(Recorded data)
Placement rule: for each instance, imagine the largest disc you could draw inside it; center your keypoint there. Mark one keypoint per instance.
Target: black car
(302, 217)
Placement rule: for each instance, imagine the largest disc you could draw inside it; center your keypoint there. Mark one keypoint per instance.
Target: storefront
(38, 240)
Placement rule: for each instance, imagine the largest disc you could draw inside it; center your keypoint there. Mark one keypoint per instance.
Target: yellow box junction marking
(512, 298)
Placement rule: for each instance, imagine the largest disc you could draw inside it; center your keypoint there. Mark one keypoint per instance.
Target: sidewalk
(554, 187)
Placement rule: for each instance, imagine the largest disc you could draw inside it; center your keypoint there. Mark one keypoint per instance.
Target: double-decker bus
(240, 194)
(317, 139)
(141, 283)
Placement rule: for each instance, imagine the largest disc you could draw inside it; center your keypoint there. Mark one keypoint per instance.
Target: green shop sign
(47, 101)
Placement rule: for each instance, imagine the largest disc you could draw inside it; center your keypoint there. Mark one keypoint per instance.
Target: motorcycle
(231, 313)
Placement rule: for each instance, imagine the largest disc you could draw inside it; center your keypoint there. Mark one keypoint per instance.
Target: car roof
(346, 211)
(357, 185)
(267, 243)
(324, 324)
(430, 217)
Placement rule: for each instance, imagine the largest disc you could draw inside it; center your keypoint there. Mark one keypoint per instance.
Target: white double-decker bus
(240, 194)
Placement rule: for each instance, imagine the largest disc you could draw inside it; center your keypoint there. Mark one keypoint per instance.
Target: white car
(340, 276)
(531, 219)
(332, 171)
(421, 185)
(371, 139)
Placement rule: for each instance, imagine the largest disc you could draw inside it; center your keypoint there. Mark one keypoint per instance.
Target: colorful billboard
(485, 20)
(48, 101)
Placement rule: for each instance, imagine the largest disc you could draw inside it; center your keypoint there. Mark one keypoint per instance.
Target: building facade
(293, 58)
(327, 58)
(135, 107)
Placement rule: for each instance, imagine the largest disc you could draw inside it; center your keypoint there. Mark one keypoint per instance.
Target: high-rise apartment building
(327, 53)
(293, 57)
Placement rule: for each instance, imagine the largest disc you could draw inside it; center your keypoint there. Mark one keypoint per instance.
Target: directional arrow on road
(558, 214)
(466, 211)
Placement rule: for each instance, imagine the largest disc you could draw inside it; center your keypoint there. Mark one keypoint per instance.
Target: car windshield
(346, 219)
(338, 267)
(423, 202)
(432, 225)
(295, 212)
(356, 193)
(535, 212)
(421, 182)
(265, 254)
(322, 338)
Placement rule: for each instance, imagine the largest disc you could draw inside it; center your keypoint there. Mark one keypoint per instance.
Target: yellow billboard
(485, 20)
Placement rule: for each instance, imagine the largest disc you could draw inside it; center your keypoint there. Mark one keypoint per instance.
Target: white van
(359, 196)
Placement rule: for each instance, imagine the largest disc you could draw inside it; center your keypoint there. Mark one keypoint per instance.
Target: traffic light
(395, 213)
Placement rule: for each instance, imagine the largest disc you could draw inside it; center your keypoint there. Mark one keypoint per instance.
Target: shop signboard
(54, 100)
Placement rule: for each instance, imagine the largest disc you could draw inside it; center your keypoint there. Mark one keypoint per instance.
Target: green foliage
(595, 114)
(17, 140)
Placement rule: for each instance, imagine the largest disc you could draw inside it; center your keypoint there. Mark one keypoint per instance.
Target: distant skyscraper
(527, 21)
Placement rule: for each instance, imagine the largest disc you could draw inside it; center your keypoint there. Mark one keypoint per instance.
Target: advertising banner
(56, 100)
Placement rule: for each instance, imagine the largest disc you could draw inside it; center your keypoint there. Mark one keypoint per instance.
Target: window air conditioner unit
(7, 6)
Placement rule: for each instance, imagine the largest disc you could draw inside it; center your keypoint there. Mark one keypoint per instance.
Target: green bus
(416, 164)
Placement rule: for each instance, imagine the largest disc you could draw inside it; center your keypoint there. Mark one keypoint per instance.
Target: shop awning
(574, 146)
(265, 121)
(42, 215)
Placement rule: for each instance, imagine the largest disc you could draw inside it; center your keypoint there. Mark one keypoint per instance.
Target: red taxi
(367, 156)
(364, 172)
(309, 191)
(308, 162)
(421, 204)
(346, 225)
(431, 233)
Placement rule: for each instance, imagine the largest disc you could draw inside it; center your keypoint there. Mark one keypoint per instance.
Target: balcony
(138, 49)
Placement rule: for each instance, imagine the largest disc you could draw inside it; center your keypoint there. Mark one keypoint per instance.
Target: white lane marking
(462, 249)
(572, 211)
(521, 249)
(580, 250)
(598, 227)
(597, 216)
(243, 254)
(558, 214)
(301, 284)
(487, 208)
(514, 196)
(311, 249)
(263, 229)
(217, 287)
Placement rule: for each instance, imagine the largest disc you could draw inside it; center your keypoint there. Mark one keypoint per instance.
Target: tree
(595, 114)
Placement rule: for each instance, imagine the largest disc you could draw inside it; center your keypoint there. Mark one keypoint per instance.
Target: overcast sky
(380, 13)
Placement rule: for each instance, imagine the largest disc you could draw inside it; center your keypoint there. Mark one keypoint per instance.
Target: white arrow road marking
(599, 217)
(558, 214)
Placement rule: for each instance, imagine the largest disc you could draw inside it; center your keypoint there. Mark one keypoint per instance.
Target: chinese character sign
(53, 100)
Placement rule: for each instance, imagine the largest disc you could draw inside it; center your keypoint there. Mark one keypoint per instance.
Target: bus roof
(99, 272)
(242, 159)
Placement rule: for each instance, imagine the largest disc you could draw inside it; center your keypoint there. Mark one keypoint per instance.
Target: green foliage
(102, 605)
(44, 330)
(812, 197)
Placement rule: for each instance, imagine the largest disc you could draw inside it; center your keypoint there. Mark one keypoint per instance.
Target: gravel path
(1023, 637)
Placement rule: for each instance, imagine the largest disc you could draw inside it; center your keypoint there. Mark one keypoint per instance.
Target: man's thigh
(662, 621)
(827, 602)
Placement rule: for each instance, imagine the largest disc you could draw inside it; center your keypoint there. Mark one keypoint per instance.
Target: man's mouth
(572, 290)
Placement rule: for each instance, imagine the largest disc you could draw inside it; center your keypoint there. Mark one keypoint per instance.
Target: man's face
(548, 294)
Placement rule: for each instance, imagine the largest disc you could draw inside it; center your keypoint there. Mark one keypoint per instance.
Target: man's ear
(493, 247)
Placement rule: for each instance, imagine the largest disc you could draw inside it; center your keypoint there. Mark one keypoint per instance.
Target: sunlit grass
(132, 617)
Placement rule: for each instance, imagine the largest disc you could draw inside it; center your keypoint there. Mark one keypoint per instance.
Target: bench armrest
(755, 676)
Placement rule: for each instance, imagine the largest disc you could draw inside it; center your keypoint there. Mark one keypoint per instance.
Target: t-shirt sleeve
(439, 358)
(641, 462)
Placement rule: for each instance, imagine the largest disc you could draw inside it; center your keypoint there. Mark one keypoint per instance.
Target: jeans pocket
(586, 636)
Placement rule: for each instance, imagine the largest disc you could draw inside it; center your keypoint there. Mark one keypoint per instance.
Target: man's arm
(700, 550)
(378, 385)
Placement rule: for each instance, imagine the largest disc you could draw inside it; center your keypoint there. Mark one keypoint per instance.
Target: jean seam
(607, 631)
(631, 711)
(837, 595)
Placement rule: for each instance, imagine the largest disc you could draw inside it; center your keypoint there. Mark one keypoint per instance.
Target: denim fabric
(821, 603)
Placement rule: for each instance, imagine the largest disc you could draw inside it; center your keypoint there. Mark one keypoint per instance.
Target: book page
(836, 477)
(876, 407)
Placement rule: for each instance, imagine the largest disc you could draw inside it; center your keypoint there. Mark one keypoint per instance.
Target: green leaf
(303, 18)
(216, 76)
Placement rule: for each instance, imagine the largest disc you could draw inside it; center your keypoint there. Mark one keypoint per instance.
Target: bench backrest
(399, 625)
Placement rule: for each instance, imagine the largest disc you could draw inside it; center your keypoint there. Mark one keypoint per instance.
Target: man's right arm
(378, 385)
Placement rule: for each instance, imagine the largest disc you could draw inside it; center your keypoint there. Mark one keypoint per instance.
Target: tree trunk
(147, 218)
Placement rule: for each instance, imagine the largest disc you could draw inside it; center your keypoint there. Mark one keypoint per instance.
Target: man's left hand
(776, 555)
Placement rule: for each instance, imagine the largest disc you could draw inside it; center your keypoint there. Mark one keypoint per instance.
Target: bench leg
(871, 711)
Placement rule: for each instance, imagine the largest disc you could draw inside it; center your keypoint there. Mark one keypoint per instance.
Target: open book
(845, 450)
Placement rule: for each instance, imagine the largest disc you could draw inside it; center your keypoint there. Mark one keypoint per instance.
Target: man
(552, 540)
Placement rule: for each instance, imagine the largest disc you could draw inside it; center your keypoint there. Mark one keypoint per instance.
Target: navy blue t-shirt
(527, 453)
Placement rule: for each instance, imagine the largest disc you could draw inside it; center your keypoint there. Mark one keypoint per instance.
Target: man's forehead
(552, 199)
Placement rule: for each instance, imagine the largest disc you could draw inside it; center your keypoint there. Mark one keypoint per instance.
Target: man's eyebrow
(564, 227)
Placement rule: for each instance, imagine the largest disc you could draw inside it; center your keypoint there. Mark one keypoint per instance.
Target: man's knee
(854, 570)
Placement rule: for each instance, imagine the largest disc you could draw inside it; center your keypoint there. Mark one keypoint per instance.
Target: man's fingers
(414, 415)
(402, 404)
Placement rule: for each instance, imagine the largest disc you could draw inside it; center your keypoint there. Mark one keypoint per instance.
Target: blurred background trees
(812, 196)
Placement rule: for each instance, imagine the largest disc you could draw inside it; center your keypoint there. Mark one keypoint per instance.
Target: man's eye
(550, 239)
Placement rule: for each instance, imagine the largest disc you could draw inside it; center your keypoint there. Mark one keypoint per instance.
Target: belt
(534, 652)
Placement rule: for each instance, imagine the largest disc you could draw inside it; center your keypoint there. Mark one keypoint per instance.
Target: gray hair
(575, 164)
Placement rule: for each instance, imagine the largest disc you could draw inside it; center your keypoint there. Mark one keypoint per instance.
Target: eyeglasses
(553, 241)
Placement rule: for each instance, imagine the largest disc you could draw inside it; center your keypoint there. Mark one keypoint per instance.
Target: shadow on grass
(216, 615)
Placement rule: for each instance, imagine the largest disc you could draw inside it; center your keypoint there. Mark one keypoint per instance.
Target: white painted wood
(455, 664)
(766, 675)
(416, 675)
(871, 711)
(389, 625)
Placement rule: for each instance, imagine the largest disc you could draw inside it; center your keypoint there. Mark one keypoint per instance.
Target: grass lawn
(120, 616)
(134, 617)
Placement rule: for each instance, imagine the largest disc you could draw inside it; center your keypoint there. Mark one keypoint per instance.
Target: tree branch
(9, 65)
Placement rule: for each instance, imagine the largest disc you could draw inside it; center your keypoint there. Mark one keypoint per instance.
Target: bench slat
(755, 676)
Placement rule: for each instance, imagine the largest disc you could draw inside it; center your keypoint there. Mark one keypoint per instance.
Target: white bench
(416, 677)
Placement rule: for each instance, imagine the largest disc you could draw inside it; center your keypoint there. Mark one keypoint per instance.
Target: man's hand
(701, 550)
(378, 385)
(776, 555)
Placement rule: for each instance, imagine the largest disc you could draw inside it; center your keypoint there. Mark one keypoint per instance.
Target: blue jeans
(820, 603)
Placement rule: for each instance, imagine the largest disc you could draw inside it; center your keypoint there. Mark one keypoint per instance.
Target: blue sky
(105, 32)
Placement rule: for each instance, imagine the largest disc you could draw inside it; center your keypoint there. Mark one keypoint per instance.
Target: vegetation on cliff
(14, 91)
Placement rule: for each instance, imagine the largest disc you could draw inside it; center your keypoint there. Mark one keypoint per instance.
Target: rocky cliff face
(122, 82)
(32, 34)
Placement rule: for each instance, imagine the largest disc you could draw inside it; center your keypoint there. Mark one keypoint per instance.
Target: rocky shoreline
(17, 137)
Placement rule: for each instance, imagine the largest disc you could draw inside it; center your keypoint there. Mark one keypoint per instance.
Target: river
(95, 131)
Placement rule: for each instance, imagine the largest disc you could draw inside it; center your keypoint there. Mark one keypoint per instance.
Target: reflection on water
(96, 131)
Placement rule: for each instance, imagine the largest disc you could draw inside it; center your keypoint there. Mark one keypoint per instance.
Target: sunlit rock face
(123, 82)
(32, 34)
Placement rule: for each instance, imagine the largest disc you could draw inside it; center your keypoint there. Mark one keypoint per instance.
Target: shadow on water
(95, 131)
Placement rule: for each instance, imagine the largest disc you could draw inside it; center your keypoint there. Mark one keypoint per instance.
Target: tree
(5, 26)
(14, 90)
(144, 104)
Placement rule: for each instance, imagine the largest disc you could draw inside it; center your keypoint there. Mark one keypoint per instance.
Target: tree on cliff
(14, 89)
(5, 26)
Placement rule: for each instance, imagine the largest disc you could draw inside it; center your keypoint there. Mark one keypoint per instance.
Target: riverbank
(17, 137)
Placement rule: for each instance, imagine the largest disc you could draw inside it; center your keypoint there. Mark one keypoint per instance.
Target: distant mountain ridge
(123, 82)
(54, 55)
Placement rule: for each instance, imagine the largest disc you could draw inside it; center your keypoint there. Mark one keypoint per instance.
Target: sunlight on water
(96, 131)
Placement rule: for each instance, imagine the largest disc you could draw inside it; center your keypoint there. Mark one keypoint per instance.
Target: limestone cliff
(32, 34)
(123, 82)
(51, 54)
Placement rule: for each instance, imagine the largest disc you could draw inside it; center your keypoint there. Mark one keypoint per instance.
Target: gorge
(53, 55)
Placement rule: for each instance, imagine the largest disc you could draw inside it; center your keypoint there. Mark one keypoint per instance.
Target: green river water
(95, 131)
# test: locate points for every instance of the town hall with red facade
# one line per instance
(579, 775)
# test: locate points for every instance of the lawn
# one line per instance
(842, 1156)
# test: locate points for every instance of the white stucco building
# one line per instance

What is required >> If a line in the records above contains the string "points", copy that line out.

Problem solution >>
# test: locate points for every instance of the town hall with red facade
# test: locate points for every instance of the lawn
# test: locate points for every instance of the white stucco building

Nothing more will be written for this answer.